§ **Problem description**:
How many lines in the entries below contain "handle"? Answer with the number only.

Material provided Block Start

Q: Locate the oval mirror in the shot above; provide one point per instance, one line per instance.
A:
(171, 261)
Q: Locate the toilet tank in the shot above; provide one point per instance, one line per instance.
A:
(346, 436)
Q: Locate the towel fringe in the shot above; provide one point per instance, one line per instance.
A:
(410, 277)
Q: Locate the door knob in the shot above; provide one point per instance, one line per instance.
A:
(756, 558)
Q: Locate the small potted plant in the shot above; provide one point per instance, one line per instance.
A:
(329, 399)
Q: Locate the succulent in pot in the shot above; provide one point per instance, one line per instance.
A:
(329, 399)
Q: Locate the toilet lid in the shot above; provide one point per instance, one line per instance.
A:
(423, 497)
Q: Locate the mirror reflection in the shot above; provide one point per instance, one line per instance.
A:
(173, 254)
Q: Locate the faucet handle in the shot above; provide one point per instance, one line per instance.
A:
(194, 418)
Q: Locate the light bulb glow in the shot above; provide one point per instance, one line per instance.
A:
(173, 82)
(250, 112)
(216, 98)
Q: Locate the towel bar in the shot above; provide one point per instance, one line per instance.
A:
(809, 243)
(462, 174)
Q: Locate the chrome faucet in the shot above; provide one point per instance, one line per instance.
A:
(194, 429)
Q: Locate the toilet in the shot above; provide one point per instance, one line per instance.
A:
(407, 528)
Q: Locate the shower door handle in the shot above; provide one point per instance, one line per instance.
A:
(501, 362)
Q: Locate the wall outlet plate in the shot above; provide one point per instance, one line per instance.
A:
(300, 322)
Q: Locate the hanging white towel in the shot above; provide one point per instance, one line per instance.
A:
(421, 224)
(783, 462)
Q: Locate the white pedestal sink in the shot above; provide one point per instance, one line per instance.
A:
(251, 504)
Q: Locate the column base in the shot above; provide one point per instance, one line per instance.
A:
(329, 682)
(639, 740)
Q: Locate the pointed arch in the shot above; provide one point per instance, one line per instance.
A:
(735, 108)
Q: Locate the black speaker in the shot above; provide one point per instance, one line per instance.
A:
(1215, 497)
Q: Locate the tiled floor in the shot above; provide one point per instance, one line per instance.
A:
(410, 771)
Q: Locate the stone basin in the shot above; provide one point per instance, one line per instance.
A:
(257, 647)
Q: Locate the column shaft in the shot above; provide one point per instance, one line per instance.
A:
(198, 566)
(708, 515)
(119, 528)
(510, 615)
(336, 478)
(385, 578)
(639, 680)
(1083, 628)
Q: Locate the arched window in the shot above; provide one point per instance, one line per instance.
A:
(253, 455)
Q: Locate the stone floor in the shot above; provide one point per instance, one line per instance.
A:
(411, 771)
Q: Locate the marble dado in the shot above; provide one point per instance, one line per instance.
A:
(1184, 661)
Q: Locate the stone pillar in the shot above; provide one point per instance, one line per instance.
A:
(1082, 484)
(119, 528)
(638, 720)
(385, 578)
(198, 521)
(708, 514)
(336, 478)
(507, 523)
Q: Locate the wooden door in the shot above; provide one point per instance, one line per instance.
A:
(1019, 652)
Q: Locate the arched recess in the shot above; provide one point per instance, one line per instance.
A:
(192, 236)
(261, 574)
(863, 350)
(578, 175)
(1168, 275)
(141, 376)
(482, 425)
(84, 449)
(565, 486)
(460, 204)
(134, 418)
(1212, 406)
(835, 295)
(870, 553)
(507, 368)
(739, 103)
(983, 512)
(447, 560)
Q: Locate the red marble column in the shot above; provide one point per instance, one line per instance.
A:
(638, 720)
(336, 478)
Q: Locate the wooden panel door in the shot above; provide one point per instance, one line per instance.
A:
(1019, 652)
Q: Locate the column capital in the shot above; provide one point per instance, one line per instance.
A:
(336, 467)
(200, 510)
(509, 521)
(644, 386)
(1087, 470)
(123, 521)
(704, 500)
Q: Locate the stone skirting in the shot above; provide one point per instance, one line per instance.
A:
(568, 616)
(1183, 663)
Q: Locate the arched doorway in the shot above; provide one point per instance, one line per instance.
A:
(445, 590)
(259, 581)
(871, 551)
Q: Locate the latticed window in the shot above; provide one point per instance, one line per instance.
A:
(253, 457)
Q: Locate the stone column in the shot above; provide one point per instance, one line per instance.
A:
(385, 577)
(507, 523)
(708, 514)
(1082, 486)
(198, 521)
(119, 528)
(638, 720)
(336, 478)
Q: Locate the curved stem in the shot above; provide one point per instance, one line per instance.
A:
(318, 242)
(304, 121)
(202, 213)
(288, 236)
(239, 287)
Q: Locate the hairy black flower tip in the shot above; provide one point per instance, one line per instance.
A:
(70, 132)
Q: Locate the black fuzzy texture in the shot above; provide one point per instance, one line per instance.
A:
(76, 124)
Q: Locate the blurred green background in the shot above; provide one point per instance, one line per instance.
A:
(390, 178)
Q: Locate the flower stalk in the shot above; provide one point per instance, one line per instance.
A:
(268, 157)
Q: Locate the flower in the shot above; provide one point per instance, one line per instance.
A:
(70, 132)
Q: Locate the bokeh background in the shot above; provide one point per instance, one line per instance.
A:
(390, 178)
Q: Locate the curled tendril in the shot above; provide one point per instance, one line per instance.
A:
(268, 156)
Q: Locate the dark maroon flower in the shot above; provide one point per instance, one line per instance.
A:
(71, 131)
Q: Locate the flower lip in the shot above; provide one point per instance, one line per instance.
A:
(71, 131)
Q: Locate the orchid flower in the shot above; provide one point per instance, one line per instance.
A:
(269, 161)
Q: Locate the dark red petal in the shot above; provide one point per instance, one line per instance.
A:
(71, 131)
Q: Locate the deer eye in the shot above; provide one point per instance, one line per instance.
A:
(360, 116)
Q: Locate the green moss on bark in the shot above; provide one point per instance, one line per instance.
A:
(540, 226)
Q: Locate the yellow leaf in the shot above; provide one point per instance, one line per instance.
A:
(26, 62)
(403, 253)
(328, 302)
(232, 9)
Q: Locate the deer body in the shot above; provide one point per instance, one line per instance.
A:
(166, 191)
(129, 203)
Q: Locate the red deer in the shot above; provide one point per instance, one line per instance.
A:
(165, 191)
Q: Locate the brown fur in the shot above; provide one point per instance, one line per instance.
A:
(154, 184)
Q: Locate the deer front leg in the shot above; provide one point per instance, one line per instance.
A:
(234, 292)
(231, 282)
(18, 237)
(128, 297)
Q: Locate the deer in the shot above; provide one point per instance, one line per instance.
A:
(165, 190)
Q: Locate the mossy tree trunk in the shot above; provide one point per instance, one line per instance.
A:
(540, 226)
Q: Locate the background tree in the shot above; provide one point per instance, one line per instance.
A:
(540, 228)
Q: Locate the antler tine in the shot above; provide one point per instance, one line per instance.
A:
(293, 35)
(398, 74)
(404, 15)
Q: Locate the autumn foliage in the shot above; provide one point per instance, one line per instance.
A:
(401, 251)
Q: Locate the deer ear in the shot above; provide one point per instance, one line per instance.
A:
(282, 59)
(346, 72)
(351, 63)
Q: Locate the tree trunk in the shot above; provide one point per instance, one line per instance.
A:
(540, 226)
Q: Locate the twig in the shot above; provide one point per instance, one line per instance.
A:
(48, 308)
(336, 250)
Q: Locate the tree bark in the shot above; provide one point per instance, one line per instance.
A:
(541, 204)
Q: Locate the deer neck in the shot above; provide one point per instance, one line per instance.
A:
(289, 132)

Material provided Block End

§ **Task output**:
2